> What you need to do:
Update the records by replacing "rear side window" with "front side window" and keep every other part the same. Leave the pictures out of your answer.

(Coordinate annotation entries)
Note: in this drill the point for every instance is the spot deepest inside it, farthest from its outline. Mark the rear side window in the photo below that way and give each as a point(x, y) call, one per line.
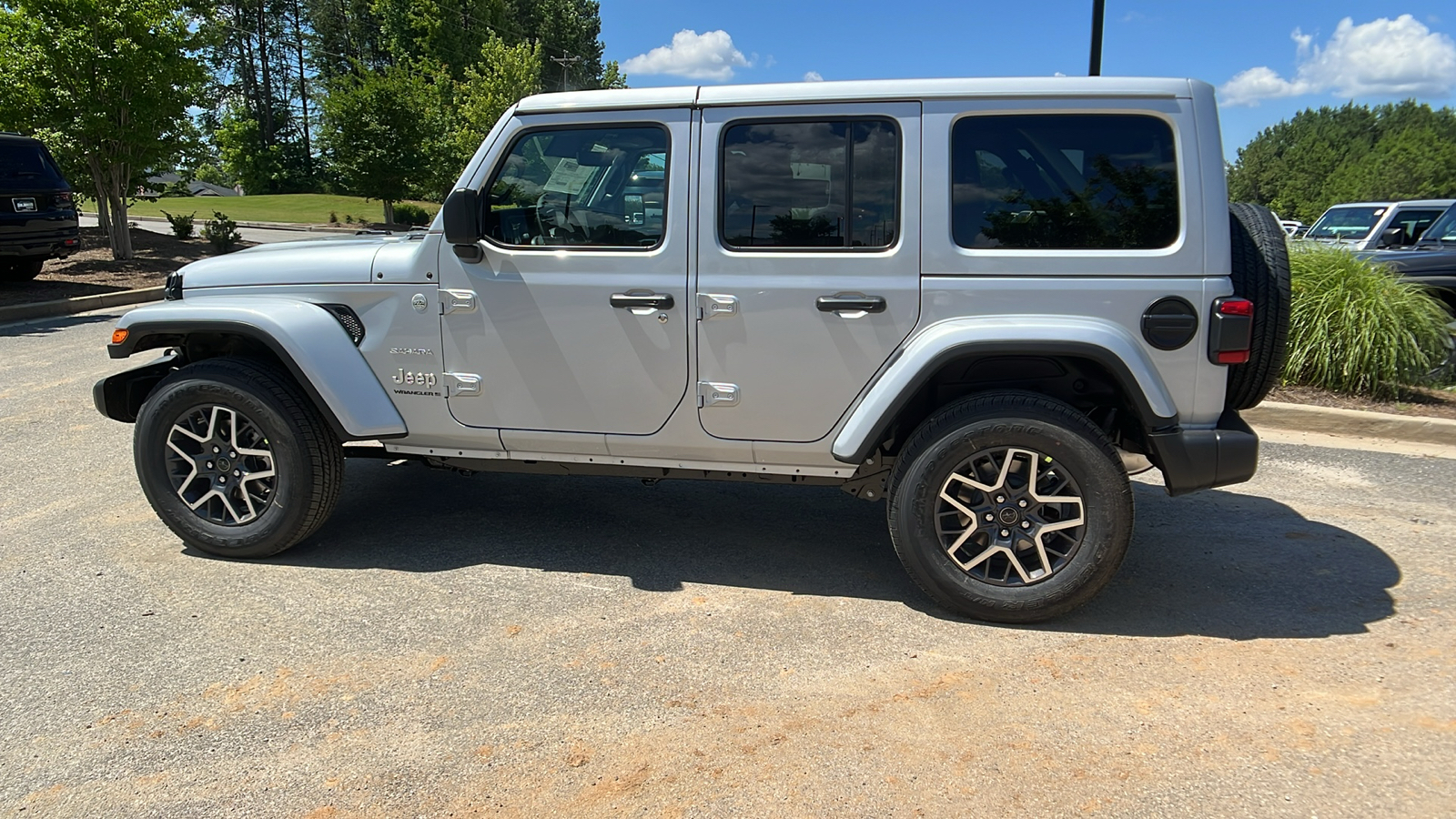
point(810, 184)
point(1063, 181)
point(599, 187)
point(25, 162)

> Answer to this task:
Note: in this drill the point for every instance is the spot deepest inside it, farthest from its outline. Mark the front side window in the photo below that way and give each as a point(x, y) call, one per line.
point(810, 184)
point(1063, 181)
point(599, 187)
point(25, 162)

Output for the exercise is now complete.